### Exercise description
Please reproduce lines from the listing word for word, beginning at the line that contains "This is for a safety audit: please locate the bed" and stopping after the line that contains "[430, 352, 764, 464]".
---------- Entries provided
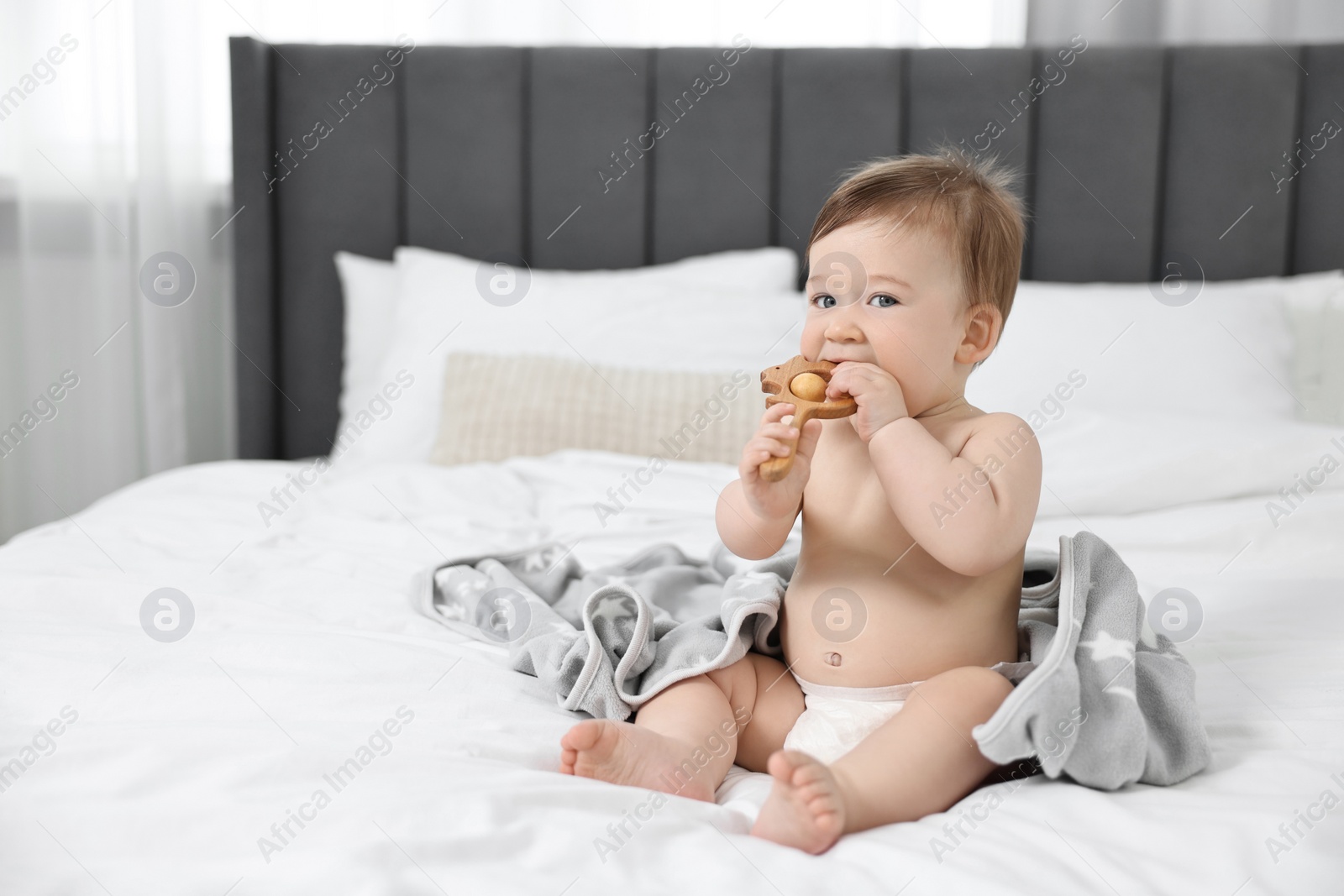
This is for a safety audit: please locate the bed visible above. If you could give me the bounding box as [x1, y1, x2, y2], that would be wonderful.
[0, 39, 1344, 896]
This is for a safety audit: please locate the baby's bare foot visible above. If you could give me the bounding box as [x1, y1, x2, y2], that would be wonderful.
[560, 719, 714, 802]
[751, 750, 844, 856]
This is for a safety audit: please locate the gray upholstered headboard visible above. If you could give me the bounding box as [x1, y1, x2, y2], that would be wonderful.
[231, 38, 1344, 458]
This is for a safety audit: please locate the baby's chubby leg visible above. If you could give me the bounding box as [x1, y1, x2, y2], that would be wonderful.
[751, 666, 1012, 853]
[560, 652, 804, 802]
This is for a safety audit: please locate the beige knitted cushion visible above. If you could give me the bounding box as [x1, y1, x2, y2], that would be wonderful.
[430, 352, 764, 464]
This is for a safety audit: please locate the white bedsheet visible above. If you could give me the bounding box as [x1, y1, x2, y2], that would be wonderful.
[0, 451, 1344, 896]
--------------------
---------- Entries provided
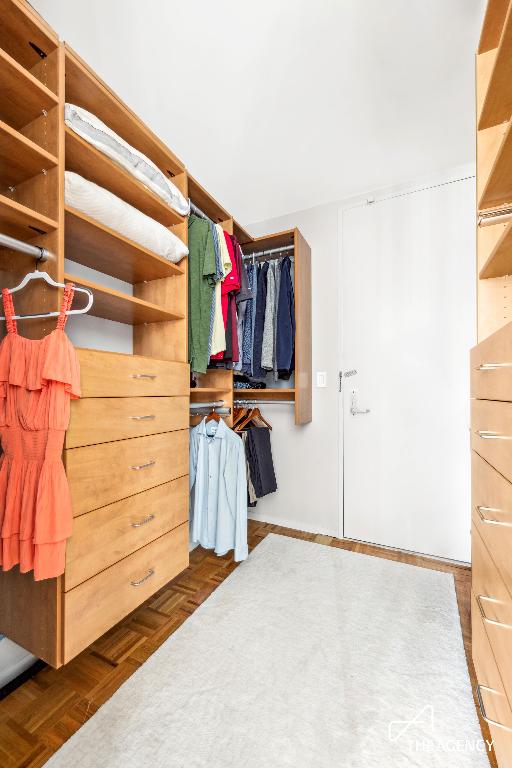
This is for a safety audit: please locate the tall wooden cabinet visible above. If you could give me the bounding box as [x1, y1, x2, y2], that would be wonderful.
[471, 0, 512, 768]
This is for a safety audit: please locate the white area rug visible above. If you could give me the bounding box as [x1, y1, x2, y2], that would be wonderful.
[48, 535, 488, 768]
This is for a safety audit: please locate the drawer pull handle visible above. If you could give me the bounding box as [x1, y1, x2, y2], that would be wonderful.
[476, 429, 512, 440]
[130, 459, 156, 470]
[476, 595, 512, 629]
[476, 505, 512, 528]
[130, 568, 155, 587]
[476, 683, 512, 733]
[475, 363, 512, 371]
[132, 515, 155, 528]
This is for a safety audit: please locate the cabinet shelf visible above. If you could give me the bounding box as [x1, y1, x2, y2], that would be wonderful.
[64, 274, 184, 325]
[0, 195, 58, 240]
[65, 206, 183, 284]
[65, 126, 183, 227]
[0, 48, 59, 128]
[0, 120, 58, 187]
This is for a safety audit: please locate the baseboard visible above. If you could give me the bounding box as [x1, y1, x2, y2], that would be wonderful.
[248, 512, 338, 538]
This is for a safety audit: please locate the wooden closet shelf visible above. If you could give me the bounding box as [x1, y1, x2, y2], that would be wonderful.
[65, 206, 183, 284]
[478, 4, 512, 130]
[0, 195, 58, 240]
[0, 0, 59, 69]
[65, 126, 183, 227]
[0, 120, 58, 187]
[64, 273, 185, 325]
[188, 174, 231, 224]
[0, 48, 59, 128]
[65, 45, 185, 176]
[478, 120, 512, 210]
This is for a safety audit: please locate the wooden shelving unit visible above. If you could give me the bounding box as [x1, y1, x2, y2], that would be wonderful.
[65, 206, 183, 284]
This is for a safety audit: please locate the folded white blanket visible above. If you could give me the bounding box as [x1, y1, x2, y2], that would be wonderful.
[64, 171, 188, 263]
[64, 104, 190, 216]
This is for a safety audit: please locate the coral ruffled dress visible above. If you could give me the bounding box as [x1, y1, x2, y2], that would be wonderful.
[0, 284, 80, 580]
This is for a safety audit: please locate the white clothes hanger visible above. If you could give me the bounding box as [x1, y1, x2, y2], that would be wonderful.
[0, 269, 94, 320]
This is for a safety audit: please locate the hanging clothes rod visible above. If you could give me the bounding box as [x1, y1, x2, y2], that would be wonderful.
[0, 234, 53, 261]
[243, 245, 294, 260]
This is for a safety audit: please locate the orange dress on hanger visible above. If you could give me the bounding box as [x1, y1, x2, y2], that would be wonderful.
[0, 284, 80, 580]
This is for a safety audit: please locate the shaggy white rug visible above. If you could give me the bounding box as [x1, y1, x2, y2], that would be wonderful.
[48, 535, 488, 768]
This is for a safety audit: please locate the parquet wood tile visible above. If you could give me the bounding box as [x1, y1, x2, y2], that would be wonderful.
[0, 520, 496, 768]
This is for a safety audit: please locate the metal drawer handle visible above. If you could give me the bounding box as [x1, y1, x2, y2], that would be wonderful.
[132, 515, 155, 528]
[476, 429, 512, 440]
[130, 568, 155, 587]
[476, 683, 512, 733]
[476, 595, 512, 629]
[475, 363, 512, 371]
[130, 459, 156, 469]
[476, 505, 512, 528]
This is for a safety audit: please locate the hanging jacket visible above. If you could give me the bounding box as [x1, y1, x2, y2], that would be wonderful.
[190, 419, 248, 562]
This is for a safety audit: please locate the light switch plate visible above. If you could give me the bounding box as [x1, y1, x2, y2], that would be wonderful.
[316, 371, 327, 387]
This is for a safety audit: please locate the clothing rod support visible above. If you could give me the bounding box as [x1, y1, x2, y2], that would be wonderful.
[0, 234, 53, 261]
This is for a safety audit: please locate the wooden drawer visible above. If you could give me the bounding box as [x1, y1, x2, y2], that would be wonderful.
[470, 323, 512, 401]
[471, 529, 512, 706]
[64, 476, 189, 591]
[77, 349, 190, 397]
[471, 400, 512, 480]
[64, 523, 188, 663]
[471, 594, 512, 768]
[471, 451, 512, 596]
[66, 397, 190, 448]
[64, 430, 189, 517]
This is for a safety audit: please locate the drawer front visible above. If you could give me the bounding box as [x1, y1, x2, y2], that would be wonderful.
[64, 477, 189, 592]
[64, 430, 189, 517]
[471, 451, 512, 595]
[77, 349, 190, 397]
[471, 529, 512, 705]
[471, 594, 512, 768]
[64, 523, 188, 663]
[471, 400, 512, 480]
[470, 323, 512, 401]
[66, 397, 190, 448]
--------------------
---------- Entries provided
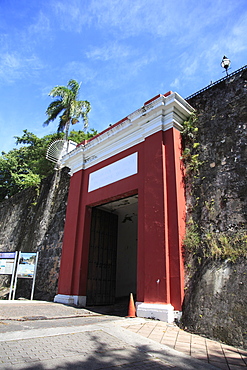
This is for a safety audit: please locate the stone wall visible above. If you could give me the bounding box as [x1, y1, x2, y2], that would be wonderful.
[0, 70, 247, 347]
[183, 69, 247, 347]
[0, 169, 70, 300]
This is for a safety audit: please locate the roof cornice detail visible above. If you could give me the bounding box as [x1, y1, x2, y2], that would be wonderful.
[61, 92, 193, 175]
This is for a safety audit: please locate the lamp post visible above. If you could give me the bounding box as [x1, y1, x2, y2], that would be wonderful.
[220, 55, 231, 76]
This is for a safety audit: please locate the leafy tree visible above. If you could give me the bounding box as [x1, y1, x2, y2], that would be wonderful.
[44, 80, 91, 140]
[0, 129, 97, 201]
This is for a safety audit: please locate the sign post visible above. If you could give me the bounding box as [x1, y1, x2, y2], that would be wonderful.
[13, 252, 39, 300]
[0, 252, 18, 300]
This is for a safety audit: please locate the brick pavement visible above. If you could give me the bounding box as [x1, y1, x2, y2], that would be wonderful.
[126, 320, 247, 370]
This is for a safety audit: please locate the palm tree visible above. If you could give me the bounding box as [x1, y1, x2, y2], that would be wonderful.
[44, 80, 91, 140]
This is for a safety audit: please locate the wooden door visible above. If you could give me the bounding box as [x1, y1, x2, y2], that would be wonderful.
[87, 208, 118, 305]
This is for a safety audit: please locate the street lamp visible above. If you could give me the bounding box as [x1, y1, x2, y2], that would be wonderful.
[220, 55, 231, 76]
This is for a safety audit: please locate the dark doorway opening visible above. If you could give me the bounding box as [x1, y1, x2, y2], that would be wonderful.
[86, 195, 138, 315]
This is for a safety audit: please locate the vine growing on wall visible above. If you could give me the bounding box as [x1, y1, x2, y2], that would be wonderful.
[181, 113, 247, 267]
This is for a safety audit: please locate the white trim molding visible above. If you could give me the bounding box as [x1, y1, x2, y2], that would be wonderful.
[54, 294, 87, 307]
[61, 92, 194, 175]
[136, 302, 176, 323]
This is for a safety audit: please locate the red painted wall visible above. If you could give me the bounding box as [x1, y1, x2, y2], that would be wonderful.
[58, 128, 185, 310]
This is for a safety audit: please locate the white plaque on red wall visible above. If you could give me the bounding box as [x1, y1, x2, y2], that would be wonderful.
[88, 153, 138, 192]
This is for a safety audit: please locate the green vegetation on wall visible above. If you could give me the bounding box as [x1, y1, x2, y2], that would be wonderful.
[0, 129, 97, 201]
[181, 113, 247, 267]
--------------------
### Response to this task
This is for a safety audit: please locate the bed visible above. If you could give me the bounding box as [x1, y1, x2, y2], that would be wonderful.
[0, 39, 1344, 896]
This is for a safety audit: please locate the baby's bare foot visible above. If you could give me the bounding box as [x1, y1, x2, y2], that would be wonderful.
[560, 719, 714, 802]
[751, 750, 844, 856]
This is for a safety audit: please locate the gray upholstered headboard visible above. If you could give me the bounding box as [x1, y1, x2, y2], that would be wonderful.
[231, 38, 1344, 458]
This is for a safety audit: please locate the baby's chubby leg visible above. If you could give me the bounding box as [x1, y1, x2, y2], that would be wonderful.
[751, 666, 1012, 853]
[560, 652, 804, 802]
This is for a safety audit: please locate the beige knitted cushion visible above. If you could give me the bounding box as [x1, y1, x2, y2], that would be wonderful.
[430, 352, 764, 464]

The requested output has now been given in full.